Set exercise 1:
Update the schist passage starting at "As revealed in" and ending at "within the rock.", replacing "chlorite" with "talc".

Reading passage:

┄┄┄┄┄┄┄┄┄┄┄┄┄┄┄┄┄┄┄┄

As revealed in Table 1 and Table 2, the main mineral compositions of the four types of schist include biotite and quartz, with the biotite content ranging from 45% to 55% and the quartz content ranging from 39% to 40%. The secondary component is chlorite, with a content of 3% to 15%. In addition, the schist contains altered biotite, metallic minerals, and iron-rich material. Thin-section identification reveals that the internal structure of the schist is heterogeneous and discontinuous, with initial defects of varying scales. The rock matrix exhibits a granoblastic and lepidoblastic texture, where muscovite is continuously aligned to form a foliated structure. The quartz has undergone complete recrystallization into anhedral grains, interlocking with each other in straight linear contacts, while the chlorite is unevenly distributed within the rock.

2.3. Disintegration Resistance Testing Method

To evaluate the schist’s resistance to softening and disintegration under high-temperature, humidity, and rainfall conditions, disintegration resistance tests were conducted following a method proposed by Franklin et al. The testing procedure is as follows [31]:

Four groups of schist samples, each weighing approximately 200–300 g, were dried in an oven at a temperature of 105–110 °C until a constant weight was achieved. After cooling to room temperature in a desiccator, the samples were weighed and then immersed freely in water for 12 h. After the specified duration, the samples were removed and placed into a sieve drum, which was then positioned in the HNB-1 disintegration resistance testing machine for testing. The sieve drum was rotated at a speed of 20 r/min for 10 min, after which the residual samples in the sieve drum were extracted and dried again at 105–110 °C for 12 h. After cooling to room temperature in a desiccator, the samples were weighed again to complete one cycle. The testing process is illustrated in Figure 2.

Atmospheric rainfall corresponds to the immersion state in the experiment, while exposure to wind and sunlight represents the drying state. Therefore, the environmental conditions of an open-pit slope can be generalized into these two states, which alternate repeatedly. Consequently, multiple experimental cycles should be conducted during testing, as a single experimental cycle cannot accurately represent the actual disintegration behavior of the slope’s surface rock mass. In this study, the number of disintegration resistance cycles was set to 8, and the disintegration resistance index of the schist, ${\mathrm{I}}_{\mathrm{d}\mathrm{n}}$, is defined as follows:

$$I_{dn}={\displaystyle \frac{m_n}{m_d}}\times 100\%$$

(1)

┄┄┄┄┄┄┄┄┄┄┄┄┄┄┄┄┄┄┄┄

Data rows:
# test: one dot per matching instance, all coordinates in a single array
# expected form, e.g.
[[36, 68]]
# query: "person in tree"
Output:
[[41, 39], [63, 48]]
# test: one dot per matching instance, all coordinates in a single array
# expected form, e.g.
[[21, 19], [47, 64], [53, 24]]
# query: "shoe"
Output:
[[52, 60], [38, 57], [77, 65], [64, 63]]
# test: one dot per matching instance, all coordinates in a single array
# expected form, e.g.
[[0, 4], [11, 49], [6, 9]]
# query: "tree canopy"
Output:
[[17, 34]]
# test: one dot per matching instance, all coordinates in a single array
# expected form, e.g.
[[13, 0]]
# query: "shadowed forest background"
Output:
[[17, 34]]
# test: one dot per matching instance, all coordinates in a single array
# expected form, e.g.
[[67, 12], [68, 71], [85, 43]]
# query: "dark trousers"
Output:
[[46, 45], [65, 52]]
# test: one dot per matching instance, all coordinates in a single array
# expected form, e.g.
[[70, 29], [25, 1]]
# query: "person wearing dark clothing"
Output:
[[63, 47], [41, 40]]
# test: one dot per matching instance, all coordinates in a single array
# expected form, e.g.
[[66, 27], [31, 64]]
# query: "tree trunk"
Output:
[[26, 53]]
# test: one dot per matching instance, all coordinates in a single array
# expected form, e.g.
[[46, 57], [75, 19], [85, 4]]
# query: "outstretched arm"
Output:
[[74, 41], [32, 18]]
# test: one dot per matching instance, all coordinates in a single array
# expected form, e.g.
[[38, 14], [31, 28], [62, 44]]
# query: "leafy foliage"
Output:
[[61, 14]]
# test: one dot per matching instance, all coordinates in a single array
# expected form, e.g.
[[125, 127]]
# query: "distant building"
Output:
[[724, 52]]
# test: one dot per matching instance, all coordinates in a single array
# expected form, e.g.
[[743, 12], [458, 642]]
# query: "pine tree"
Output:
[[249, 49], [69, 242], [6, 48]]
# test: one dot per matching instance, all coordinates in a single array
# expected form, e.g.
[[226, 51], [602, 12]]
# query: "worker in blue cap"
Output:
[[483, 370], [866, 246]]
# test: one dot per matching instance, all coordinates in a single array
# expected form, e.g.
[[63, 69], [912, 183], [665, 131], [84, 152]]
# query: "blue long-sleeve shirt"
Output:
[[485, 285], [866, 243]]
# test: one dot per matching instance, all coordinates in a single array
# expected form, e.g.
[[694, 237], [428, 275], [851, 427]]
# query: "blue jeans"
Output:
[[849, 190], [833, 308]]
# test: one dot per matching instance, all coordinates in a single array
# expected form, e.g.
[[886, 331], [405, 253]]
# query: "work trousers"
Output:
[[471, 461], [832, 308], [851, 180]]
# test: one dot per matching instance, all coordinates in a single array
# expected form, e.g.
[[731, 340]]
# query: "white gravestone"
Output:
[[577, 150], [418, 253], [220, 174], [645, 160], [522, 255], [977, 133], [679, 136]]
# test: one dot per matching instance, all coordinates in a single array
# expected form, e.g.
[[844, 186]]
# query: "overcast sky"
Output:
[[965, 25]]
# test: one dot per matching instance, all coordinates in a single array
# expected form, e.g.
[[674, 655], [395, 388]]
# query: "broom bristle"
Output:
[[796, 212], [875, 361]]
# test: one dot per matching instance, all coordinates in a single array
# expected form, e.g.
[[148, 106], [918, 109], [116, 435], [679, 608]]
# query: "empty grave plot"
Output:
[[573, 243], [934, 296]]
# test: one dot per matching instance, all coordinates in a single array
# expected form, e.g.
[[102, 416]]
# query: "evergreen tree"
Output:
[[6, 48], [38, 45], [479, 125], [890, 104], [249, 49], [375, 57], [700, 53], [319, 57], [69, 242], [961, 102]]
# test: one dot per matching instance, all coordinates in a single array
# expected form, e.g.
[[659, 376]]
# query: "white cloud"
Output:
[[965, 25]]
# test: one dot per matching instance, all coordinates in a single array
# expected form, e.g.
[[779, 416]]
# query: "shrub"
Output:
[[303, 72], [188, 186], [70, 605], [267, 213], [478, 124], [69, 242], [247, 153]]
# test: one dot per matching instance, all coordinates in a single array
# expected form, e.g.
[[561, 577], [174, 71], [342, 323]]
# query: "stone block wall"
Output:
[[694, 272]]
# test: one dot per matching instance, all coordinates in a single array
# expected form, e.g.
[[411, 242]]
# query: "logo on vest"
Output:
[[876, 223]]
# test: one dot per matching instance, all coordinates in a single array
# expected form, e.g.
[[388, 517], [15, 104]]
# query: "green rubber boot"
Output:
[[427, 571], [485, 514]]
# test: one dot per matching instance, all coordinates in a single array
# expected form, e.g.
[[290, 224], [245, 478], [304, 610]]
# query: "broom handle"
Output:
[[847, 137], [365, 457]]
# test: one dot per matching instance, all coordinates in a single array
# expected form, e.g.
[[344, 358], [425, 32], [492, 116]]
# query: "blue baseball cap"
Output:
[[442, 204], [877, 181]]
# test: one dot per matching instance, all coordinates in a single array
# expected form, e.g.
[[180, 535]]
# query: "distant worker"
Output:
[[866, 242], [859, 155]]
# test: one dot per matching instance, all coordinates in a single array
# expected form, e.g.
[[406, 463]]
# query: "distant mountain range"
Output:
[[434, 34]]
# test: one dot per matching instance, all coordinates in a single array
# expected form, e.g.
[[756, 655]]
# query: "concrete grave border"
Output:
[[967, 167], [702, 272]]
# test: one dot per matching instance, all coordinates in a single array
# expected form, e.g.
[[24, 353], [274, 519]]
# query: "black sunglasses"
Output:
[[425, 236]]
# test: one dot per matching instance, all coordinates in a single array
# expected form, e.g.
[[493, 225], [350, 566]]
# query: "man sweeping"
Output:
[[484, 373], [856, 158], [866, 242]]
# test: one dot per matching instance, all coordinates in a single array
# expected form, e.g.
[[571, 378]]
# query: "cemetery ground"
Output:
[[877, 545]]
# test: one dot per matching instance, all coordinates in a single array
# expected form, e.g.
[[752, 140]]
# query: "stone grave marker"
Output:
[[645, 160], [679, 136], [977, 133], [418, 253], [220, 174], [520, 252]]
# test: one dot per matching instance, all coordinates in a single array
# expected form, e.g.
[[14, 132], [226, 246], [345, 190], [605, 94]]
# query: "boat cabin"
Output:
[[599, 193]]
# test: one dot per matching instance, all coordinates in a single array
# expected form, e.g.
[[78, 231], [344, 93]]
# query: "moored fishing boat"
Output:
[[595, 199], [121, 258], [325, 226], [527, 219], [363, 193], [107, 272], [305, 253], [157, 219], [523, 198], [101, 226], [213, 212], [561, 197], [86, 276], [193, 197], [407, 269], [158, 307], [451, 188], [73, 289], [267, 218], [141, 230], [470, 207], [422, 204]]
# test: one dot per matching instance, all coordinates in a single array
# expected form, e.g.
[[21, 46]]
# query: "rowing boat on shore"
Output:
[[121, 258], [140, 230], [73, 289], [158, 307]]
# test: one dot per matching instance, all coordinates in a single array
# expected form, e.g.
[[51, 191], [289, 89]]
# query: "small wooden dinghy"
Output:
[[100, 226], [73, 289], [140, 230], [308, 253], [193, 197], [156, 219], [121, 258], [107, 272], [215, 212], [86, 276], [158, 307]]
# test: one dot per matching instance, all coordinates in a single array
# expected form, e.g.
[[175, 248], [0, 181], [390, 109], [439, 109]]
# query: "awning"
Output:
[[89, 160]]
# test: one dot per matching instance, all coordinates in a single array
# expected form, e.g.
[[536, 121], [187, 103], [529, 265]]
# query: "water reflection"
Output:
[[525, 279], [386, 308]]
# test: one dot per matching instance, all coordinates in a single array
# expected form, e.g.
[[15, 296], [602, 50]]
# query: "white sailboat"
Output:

┄┄┄┄┄┄┄┄┄┄┄┄┄┄┄┄┄┄┄┄

Set exercise 2:
Copy the entries word for word, starting at the first line of the entries and ending at the line containing "[[74, 41], [32, 18]]".

Exercise output 1:
As revealed in Table 1 and Table 2, the main mineral compositions of the four types of schist include biotite and quartz, with the biotite content ranging from 45% to 55% and the quartz content ranging from 39% to 40%. The secondary component is talc, with a content of 3% to 15%. In addition, the schist contains altered biotite, metallic minerals, and iron-rich material. Thin-section identification reveals that the internal structure of the schist is heterogeneous and discontinuous, with initial defects of varying scales. The rock matrix exhibits a granoblastic and lepidoblastic texture, where muscovite is continuously aligned to form a foliated structure. The quartz has undergone complete recrystallization into anhedral grains, interlocking with each other in straight linear contacts, while the talc is unevenly distributed within the rock.

Exercise output 2:
# test: one dot per matching instance, all coordinates in a single array
# expected form, e.g.
[[36, 68]]
# query: "person in tree"
Output:
[[41, 39], [63, 48]]
# test: one dot per matching instance, all coordinates in a single array
# expected form, e.g.
[[21, 19], [47, 64], [53, 24]]
# query: "shoe"
Output:
[[52, 60], [38, 57], [77, 65], [64, 63]]
# test: one dot per matching instance, all coordinates in a single array
# expected form, e.g.
[[0, 4], [11, 49], [6, 9]]
# query: "tree canopy"
Output:
[[17, 34]]
# test: one dot per matching instance, all coordinates in a single array
# expected form, e.g.
[[13, 0]]
# query: "shadowed forest background"
Output:
[[17, 34]]
# test: one dot per matching instance, all coordinates in a single array
# expected form, e.g.
[[67, 12], [68, 71], [85, 43]]
# query: "dark trousers"
Output:
[[46, 45], [65, 52]]
# test: one dot per matching instance, all coordinates in a single array
# expected form, e.g.
[[70, 29], [25, 1]]
# query: "person wearing dark clothing"
Output:
[[63, 47], [41, 40]]
# test: one dot per matching instance, all coordinates in a single array
# expected form, e.g.
[[66, 27], [31, 64]]
# query: "tree trunk"
Output:
[[26, 53]]
# test: one dot per matching instance, all coordinates in a single array
# expected form, e.g.
[[46, 57], [75, 19], [85, 4]]
# query: "outstretched arm"
Output:
[[74, 41], [32, 18]]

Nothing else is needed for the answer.